__DATA__.

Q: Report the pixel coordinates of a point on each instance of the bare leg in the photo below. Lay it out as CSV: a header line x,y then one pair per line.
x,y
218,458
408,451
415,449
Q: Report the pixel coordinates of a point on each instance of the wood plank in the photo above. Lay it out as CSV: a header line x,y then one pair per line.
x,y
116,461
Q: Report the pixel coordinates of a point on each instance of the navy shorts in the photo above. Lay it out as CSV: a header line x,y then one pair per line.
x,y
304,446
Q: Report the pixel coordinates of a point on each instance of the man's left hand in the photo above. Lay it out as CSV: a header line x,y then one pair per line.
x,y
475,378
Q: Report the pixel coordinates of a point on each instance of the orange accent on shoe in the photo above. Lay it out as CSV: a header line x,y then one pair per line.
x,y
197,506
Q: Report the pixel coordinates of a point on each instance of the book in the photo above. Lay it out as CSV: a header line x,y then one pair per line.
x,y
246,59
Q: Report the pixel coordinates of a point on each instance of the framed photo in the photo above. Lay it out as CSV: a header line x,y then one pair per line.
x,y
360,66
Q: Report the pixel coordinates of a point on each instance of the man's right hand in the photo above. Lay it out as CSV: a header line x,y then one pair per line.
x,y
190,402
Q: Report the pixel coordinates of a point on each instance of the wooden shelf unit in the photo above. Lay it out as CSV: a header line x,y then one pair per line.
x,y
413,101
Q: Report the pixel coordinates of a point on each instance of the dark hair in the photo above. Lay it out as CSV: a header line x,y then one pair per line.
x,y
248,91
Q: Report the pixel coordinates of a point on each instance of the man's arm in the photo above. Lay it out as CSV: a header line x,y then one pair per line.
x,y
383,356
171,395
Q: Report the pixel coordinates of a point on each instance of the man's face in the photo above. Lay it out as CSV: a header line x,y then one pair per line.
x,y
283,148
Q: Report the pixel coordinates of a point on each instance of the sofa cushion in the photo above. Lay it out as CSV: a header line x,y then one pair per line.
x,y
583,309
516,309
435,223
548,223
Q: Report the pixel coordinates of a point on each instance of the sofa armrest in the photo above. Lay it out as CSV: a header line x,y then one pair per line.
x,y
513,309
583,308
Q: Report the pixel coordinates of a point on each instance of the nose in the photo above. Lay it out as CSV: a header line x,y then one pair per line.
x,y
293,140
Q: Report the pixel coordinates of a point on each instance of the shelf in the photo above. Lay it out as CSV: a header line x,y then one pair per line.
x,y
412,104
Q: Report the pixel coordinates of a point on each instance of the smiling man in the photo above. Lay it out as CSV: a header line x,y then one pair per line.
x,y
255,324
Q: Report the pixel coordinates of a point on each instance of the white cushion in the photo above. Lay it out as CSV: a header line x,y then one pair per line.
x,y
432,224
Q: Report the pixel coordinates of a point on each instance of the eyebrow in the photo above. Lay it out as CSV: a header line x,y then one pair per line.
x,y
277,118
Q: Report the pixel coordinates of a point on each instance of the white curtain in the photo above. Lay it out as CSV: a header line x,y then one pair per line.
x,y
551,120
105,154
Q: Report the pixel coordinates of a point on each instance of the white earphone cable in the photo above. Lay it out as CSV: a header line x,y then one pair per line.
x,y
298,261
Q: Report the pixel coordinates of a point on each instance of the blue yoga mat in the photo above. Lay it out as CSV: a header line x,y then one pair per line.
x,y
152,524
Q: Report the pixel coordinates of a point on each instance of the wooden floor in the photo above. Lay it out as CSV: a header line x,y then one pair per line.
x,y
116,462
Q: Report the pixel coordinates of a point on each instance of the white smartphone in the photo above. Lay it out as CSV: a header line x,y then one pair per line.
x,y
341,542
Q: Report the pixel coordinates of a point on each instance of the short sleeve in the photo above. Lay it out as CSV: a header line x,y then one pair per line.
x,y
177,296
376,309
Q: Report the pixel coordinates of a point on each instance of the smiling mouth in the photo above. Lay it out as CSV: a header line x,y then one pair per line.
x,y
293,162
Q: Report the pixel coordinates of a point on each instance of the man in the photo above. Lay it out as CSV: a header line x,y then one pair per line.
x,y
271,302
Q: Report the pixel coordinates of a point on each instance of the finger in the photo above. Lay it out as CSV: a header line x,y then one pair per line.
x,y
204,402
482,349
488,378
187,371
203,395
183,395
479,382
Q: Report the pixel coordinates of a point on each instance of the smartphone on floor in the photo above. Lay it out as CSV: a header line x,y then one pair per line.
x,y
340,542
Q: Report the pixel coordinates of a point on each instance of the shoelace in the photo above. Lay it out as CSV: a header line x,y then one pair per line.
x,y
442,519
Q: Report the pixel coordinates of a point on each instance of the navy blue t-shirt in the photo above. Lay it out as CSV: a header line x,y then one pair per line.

__THE EXERCISE__. Repeat every one of the records above word for word, from the first through the last.

__ANSWER TO THE EXERCISE__.
Q: Report the pixel coordinates of a point on each instance of the bare leg in the photo below. Lay it out as CSV: a header line x,y then one pair per line.
x,y
218,458
408,451
415,449
Q: Report the pixel coordinates of a point on each instance of the wood plank in the photo above. Lay it out as CSV: a header line x,y then one pair per line.
x,y
116,461
Q: Report the pixel coordinates of a point on each instance of the navy shorts in the photo above. Lay it out as CSV: a header line x,y then one pair per line.
x,y
304,446
Q: Report the pixel coordinates of a point on each instance of the man's left hand in the photo above. Lay it out as CSV: a header line x,y then one pair per line.
x,y
475,378
Q: Report the pixel coordinates of a point on each instance of the orange accent on shoe in the photo above. Lay it out as CSV: a header line x,y then one pair per line.
x,y
197,506
Q: Report the pixel coordinates of a point on each instance of the book in the photo above. Lay it out as CSV: a header line x,y then one pair per line.
x,y
246,59
Q: Report the pixel coordinates of a point on each instance of the framed photo in the photo above. Lay it out as CSV: a header line x,y then one pair per line.
x,y
360,66
Q: Report the pixel coordinates of a point on each instance of the man's right hand in the photo above. Lay it out as CSV: a header line x,y then one pair per line.
x,y
190,402
Q: Report the pixel coordinates of a point on each instance of the wooden shelf unit in the photo above. Lay it out as CSV: a header line x,y then one pair per line.
x,y
413,101
Q: Report the pixel coordinates of a point on each instance of the dark hair in the photo above. Lay it out as CSV: a header line x,y then one pair per line.
x,y
248,91
Q: Report the pixel coordinates of a point on each instance of the man's arm in the photo above. Lay it out as CSV: a header line x,y then one pair per line.
x,y
383,356
171,395
Q: Report the pixel coordinates of a point on each instance of the man's face in the photo above. Lay it out as CSV: a header line x,y then one pair per line.
x,y
283,148
Q: Report the pixel coordinates of a point on each instance of the sofa cushion in the photo above. Lay it out as CSV: a header line x,y then one pair per line.
x,y
583,309
516,309
435,223
548,223
Q: Report the pixel coordinates of a point on each instance of the sofa armrest in the photo above. Lay it out as CSV: a header line x,y then one pair per line.
x,y
513,309
583,308
Q: Report the pixel coordinates of a point on each instance of the nose in the photo above. Lay it out as CSV: a header line x,y then one pair per line.
x,y
293,140
Q: Report the pixel coordinates of a point on each instance of the shelf in the photo above. Lay it out as CSV: a header line x,y then one pair per line.
x,y
412,104
Q: Report the pixel coordinates of a point on each instance of the smiling man in the photo above. Lay it out as CSV: a header line x,y then one pair per line.
x,y
255,324
Q: Report the pixel coordinates of a point on each instance of the white cushion in the photo above. Lay it out as CSV: a header line x,y then one pair per line.
x,y
432,224
Q: Report the pixel coordinates of a point on each instance of the eyebrow in the photo above. Lay it out as CSV: a header line x,y then one pair per line.
x,y
277,118
Q: Report the pixel coordinates of a point on each instance of the white curtain in the photo above. Lay it out as CSV: a header line x,y then one pair per line.
x,y
551,120
105,154
Q: Report the pixel coordinates of a point on each instance of the white earphone cable in the photo above. Lay it out as CSV: a header line x,y then one pair per line.
x,y
298,261
Q: Report the pixel coordinates of a point on each instance of the blue yoga mat in the photo above. Lay it out as CSV: a header line x,y then one pair per line.
x,y
152,524
Q: Report the pixel coordinates of a point on each instance of the wooden floor in the photo above. Lay it out as CSV: a header line x,y then one pair per line.
x,y
116,462
Q: Report the pixel coordinates of a point on each instance of the white smartphone in the photo above. Lay it out as CSV: a header line x,y then one pair per line.
x,y
341,542
Q: Report the pixel coordinates of a point on each instance of the short sleeve in the photo above. Lay it out as CSV: a header line x,y then one pair per line.
x,y
177,296
376,309
Q: Report the pixel coordinates of a point on each instance of the smiling mouth in the photo above. Lay it out as CSV: a header line x,y then one pair per line.
x,y
293,162
Q: Report the pixel coordinates of a point on each instance of the man in the photo above. Lay it out as CSV: a header line x,y then one pair per line.
x,y
271,302
Q: Report the pixel coordinates of a point on each instance of the finger in the photo above. Lay it out as CSV: a header line x,y then one pair per line.
x,y
204,402
482,349
488,378
187,371
203,395
183,395
479,382
Q: Report the pixel coordinates of a point on each instance of the smartphone on floor in the photo above. Lay it out as CSV: a header line x,y then one pair per line.
x,y
340,542
Q: Report the pixel coordinates of a point on each instance of the shoelace in the photo above. Lay it out as CSV: a header line x,y then one pair per line.
x,y
442,519
Q: Report the pixel coordinates of a point on each instance of the navy blue t-shirt in the photo above. Lay it out as CSV: a header line x,y then one pair per line.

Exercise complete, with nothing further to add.